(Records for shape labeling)
-.-.-
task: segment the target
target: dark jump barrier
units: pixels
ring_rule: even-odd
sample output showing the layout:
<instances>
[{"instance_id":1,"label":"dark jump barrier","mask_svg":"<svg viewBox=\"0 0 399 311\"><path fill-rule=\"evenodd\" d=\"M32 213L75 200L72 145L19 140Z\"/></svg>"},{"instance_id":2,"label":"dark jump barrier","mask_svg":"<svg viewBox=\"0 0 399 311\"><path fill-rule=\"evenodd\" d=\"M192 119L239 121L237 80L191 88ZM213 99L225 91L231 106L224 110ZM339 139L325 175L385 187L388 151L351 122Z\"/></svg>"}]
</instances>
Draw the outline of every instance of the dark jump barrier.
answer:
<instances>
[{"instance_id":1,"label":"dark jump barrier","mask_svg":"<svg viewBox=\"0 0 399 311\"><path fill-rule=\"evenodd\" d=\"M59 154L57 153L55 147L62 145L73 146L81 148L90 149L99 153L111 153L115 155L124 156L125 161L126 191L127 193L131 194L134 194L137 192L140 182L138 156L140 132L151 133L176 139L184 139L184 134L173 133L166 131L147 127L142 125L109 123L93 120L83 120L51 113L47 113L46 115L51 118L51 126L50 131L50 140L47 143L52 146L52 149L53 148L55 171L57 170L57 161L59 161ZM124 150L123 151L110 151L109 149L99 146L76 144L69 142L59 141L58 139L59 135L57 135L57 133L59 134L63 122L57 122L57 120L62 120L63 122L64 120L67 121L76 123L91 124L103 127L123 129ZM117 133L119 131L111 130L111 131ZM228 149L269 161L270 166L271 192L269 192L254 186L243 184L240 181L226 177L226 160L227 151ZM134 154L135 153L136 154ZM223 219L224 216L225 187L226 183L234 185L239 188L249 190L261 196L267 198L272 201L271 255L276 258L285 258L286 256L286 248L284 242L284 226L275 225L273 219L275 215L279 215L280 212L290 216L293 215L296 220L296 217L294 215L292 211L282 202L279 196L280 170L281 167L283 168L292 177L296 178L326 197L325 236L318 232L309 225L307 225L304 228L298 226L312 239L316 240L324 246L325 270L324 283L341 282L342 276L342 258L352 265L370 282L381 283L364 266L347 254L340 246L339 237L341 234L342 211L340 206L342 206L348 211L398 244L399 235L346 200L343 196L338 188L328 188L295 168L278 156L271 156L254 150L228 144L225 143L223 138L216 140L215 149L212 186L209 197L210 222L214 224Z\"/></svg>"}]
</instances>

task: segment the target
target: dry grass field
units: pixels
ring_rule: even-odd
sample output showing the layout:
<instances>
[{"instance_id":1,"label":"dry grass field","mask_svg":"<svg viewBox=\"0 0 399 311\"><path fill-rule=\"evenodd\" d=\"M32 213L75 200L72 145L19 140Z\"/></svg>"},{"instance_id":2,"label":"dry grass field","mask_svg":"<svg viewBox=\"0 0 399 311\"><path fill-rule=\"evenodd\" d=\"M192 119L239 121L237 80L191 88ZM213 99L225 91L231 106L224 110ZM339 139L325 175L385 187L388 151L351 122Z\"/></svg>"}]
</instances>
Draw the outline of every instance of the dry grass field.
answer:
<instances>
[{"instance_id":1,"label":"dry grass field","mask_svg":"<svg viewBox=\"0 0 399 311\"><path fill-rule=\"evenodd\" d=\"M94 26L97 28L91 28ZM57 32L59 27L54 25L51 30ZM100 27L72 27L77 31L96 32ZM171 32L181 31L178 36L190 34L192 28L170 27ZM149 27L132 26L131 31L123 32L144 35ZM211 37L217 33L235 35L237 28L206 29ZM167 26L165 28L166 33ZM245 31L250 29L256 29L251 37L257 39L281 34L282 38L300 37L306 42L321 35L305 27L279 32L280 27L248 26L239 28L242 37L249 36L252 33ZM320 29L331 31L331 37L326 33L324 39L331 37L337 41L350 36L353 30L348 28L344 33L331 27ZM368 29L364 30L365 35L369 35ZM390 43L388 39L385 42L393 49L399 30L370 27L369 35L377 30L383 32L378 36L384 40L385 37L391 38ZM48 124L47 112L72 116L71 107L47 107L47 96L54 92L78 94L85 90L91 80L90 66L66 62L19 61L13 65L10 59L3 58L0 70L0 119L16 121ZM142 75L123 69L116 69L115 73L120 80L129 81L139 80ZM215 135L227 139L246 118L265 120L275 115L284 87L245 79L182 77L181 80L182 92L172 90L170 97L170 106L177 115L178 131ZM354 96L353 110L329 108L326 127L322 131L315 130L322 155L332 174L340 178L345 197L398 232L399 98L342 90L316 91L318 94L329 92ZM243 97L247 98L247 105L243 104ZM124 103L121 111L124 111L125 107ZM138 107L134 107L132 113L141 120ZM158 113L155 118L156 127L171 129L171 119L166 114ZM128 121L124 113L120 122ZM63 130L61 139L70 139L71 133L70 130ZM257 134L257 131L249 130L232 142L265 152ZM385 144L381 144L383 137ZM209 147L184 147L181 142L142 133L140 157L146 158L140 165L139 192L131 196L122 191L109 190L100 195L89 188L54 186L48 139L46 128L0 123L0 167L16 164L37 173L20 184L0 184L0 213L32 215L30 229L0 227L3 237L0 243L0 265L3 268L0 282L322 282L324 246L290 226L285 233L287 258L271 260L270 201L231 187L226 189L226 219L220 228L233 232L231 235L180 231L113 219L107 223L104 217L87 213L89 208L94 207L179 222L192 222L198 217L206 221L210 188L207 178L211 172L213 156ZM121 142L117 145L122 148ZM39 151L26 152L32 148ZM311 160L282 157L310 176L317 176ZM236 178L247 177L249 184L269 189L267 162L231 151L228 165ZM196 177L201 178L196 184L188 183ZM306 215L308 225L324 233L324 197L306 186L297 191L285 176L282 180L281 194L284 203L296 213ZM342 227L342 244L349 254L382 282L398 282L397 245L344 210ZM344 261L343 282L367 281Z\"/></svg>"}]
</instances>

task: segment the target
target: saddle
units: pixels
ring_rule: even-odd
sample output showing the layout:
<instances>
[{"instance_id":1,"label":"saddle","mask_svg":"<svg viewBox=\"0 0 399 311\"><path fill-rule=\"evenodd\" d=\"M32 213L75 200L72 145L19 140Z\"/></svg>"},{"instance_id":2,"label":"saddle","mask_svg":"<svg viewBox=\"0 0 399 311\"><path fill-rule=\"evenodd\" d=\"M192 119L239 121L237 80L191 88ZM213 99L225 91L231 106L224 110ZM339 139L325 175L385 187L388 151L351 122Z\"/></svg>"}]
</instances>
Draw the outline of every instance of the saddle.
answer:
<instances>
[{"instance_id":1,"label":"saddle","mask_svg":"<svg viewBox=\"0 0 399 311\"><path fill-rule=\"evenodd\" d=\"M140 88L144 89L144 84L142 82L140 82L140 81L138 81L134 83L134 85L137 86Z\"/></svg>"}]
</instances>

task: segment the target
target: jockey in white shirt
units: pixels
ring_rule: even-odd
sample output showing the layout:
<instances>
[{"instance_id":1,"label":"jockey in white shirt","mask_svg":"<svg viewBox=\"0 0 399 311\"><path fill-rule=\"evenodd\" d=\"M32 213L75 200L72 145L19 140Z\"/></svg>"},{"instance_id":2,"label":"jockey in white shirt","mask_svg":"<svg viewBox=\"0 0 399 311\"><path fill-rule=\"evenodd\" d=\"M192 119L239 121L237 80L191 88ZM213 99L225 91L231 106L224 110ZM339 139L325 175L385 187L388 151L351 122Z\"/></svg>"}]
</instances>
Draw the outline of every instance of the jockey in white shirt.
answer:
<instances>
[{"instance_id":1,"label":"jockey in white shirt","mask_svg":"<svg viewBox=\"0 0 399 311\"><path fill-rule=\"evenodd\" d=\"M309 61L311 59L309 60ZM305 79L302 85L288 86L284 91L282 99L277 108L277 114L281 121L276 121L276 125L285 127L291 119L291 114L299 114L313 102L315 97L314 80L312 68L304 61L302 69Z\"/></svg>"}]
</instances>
-.-.-
== AIM ==
Copy the entries word for word, starting at their first line and continuing through the line that contains "Draw the outline of every instance of the dark", including that line.

== RESPONSE TO THIS EXERCISE ==
task: segment the target
target: dark jump barrier
units: pixels
ring_rule: even-odd
sample output showing the layout:
<instances>
[{"instance_id":1,"label":"dark jump barrier","mask_svg":"<svg viewBox=\"0 0 399 311\"><path fill-rule=\"evenodd\" d=\"M32 213L75 200L72 145L19 140Z\"/></svg>"},{"instance_id":2,"label":"dark jump barrier","mask_svg":"<svg viewBox=\"0 0 399 311\"><path fill-rule=\"evenodd\" d=\"M192 119L239 121L237 80L191 88ZM213 99L225 91L231 106L224 110ZM339 139L325 175L385 187L388 151L351 122Z\"/></svg>"}]
</instances>
Draw the outline of every instance of the dark jump barrier.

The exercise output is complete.